Written request: Copy the rows from the line with "Pinpoint the white barn in this photo." to the line with "[142, 130, 391, 427]", including the request rows. Offset every bounding-box coordinate in the answer rows by adding 46, and leave the numbers in the requests and their format samples as they are.

[begin Material for this task]

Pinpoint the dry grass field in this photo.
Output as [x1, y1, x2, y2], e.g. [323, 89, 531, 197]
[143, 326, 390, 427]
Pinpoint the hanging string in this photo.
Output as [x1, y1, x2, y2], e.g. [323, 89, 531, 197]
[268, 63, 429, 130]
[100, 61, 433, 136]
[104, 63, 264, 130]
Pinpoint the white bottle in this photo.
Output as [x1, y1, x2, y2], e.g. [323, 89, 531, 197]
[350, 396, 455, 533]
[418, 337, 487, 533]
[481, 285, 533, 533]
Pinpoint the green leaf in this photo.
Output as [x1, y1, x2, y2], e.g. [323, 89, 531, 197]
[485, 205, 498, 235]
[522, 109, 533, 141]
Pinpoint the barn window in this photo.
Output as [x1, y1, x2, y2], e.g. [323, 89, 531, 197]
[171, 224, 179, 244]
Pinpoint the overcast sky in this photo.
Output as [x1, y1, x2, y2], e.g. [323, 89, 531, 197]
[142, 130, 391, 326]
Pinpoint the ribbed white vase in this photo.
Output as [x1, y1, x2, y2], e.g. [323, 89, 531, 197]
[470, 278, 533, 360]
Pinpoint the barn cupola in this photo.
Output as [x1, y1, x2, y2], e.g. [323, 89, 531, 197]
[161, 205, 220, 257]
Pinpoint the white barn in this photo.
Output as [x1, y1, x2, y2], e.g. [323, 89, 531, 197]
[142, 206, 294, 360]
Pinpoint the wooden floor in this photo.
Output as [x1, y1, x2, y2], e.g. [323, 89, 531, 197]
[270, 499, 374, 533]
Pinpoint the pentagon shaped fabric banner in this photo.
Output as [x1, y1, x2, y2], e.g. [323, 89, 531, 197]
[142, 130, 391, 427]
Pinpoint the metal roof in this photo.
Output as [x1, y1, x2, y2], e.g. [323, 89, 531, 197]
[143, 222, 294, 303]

[end Material for this task]
[begin Material for this task]

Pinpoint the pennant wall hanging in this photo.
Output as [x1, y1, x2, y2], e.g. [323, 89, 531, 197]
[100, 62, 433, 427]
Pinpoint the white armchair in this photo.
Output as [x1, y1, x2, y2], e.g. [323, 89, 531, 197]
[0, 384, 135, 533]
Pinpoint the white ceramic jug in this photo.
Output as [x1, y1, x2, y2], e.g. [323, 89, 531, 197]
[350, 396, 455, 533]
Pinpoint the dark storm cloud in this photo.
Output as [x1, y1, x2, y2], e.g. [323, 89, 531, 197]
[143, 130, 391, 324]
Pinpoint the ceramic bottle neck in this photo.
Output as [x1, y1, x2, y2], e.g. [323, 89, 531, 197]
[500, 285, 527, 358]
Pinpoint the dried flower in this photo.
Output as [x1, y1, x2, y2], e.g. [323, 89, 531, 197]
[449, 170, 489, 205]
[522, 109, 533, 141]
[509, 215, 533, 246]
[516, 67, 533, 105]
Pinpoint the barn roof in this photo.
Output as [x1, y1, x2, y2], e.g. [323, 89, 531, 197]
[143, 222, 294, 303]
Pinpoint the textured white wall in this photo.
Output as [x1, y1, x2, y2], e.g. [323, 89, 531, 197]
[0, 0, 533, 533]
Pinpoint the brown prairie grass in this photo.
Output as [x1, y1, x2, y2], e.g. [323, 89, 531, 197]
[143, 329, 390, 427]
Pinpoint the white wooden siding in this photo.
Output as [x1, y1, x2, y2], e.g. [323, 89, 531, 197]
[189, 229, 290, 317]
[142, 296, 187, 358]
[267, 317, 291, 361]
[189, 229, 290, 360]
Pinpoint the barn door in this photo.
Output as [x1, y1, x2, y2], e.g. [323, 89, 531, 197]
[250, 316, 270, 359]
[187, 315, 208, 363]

[end Material for this task]
[begin Material for this task]

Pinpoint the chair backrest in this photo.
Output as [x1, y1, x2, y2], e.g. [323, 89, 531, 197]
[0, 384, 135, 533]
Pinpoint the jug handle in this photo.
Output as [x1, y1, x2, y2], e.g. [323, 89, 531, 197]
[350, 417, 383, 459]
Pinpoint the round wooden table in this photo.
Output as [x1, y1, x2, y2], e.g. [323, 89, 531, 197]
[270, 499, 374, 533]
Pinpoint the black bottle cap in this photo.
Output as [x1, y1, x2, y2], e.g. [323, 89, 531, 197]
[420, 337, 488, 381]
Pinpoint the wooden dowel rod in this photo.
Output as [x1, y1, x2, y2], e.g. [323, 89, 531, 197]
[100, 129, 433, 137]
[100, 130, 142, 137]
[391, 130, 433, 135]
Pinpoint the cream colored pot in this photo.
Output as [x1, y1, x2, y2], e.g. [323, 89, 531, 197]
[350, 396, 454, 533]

[end Material for this task]

Exercise solution:
Pinpoint the white barn in this photo.
Output as [x1, y1, x2, y2], e.g. [323, 89, 531, 197]
[188, 252, 340, 406]
Pinpoint the wooden floor in this photo.
Output as [x1, y1, x2, y2], e.g. [323, 89, 531, 197]
[316, 545, 420, 579]
Pinpoint the pentagon shaped fabric banner in this photo.
Output as [x1, y1, x2, y2], e.g. [323, 89, 531, 197]
[188, 176, 437, 473]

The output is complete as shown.